Each line below must be set down exactly; omit any image you find.

----- Materials provided

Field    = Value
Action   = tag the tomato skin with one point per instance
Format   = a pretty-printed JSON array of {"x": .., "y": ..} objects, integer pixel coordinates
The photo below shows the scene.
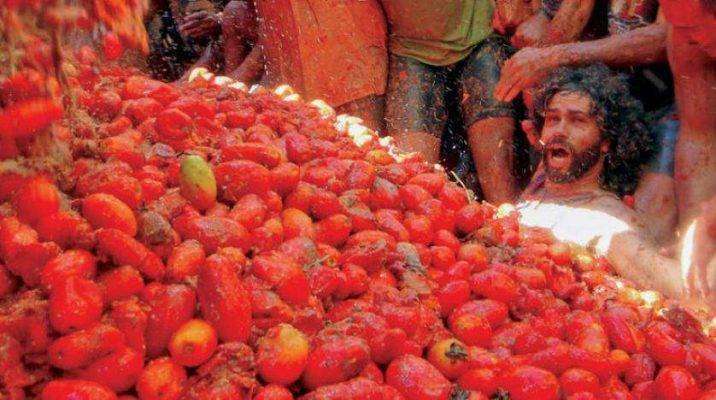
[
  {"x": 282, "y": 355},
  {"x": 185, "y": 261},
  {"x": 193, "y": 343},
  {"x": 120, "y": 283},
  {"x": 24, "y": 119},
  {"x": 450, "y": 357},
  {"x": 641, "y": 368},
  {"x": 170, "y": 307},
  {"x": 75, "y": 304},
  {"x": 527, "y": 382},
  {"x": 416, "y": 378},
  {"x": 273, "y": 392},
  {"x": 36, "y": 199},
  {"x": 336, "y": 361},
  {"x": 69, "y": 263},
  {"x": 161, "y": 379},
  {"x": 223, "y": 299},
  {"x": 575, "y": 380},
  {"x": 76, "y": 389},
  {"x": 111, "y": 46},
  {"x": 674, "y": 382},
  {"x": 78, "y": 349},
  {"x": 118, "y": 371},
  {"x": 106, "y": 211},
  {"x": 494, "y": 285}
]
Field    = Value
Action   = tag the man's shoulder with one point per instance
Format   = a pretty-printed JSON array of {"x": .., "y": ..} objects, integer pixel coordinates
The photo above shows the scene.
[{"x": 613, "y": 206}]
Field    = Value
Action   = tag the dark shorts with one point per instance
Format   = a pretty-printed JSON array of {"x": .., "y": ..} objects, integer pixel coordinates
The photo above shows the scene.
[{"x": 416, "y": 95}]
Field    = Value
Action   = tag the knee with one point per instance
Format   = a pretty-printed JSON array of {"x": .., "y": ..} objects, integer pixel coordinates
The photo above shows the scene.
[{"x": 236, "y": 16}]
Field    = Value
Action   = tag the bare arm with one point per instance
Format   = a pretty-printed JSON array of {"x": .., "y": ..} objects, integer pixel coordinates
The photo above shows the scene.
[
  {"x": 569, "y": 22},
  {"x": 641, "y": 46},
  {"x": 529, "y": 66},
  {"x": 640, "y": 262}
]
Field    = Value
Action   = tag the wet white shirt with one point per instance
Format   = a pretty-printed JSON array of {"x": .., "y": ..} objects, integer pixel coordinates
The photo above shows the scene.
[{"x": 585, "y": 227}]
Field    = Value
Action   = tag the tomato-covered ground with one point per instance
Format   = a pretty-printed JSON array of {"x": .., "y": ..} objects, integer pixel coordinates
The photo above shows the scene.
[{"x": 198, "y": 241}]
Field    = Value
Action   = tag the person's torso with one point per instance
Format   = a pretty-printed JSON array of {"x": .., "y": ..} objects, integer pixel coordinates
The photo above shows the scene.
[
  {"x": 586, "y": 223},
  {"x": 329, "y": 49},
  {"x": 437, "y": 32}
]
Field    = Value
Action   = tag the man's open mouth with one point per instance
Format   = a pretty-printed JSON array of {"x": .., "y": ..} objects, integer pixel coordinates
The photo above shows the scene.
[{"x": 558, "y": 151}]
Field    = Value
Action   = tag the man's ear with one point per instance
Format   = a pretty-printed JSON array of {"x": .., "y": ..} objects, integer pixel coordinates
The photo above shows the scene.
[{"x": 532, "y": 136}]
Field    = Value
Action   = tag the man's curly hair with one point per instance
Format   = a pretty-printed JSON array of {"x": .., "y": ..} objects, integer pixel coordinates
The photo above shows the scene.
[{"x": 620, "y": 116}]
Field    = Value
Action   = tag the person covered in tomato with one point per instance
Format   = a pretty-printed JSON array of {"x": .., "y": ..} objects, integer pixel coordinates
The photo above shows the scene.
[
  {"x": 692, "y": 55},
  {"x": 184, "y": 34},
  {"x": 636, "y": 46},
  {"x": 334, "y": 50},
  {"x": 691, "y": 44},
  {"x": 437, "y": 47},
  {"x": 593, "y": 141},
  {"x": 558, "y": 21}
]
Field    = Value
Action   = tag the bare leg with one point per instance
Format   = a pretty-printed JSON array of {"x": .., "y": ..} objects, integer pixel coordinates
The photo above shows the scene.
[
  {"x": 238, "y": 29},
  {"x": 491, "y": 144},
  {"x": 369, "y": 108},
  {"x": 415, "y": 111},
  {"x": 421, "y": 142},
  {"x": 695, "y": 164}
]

----------

» The completed task:
Field    = Value
Action   = tag the tomato skin with one point per instance
Format   = a pretty-printed JSON array of {"x": .., "y": ..} objects, integer pixel coordinates
The photo below shows the scene.
[
  {"x": 282, "y": 355},
  {"x": 185, "y": 261},
  {"x": 193, "y": 343},
  {"x": 120, "y": 283},
  {"x": 24, "y": 119},
  {"x": 450, "y": 357},
  {"x": 641, "y": 368},
  {"x": 170, "y": 307},
  {"x": 75, "y": 304},
  {"x": 527, "y": 382},
  {"x": 416, "y": 378},
  {"x": 273, "y": 392},
  {"x": 36, "y": 199},
  {"x": 336, "y": 361},
  {"x": 69, "y": 263},
  {"x": 161, "y": 379},
  {"x": 223, "y": 299},
  {"x": 575, "y": 380},
  {"x": 76, "y": 389},
  {"x": 111, "y": 46},
  {"x": 674, "y": 382},
  {"x": 78, "y": 349},
  {"x": 118, "y": 371},
  {"x": 106, "y": 211},
  {"x": 494, "y": 285}
]
Field    = Value
Action   = tag the man's shoulder with one point per instance
Format   = a pretty-printed JSON array of {"x": .., "y": ..} objects, integer pixel coordinates
The photo above shows the scene.
[{"x": 613, "y": 206}]
Field    = Value
Action   = tag the dark shorts with one point per instance
Format   = a pretty-printed JSON array of {"x": .., "y": ..} objects, integer pixel coordinates
The photo above shows the scene.
[{"x": 416, "y": 95}]
Field    = Value
Action   = tag the knee with one point per instance
Format   = a pretty-printed JSON array of {"x": .., "y": ..} objects, integer pixel coordinates
The photo above shows the scene.
[{"x": 236, "y": 16}]
Field    = Value
Action   = tag the bare arm with one point per instance
Format   = a pretty-printed JSON array of {"x": .., "y": ..} objects, integer pixel coordinates
The photo above shows the scene.
[
  {"x": 569, "y": 22},
  {"x": 641, "y": 46},
  {"x": 529, "y": 66},
  {"x": 640, "y": 262}
]
Field    = Value
Action   = tag the wet white shirt with one point per instance
Format   = a pretty-printed JSON array of {"x": .., "y": ..} objects, integer pixel coordinates
The photo above shows the scene.
[{"x": 585, "y": 227}]
Field    = Value
Action   = tag the tomato-covered ground with one point per instance
Format   = a pretty-printed JSON array of {"x": .., "y": ..} objects, integer pixel coordinates
The photo above shows the scene.
[{"x": 198, "y": 241}]
Field    = Value
Action   = tag the person's torso with one point per instance
Format   = a pretty-printed JSON array of {"x": .., "y": ..} objects, integer pixel coordinates
The photo above shows the scene.
[
  {"x": 586, "y": 223},
  {"x": 329, "y": 49},
  {"x": 437, "y": 32}
]
Field    = Value
Action   = tag the man's open mouth with one point per instance
Format   = a pretty-printed JSON array of {"x": .., "y": ..} objects, integer pixel coordinates
The photo above shows the scene.
[{"x": 558, "y": 151}]
Field    = Value
Action   = tag the man's ear with one point per instance
Format   = a pretty-printed JSON array of {"x": .., "y": ..} objects, integer pixel coordinates
The photo above shows the scene.
[{"x": 532, "y": 136}]
Field    = Value
Action   = tag the man's curly hair with one point per instance
Format   = a pretty-printed JSON array of {"x": .., "y": ..} objects, integer pixel coordinates
The photo above shows the scene.
[{"x": 620, "y": 116}]
Field    = Value
Action   = tag the person covered in tomato with one point per instance
Format   = a pretty-printed JSON array of {"x": .., "y": ..} objects, integer pixel coordinates
The photo above shows the scene.
[
  {"x": 692, "y": 55},
  {"x": 184, "y": 34},
  {"x": 636, "y": 46},
  {"x": 334, "y": 50},
  {"x": 691, "y": 44},
  {"x": 437, "y": 47},
  {"x": 593, "y": 141},
  {"x": 558, "y": 21}
]
Field    = Value
Action   = tag the bare leg with one point per instance
Format   = a pretty-printed JSON array of {"x": .., "y": ..} objects, integer pixel coordinates
The photo above shows the scene.
[
  {"x": 238, "y": 29},
  {"x": 491, "y": 144},
  {"x": 369, "y": 108},
  {"x": 415, "y": 111},
  {"x": 421, "y": 142},
  {"x": 695, "y": 164}
]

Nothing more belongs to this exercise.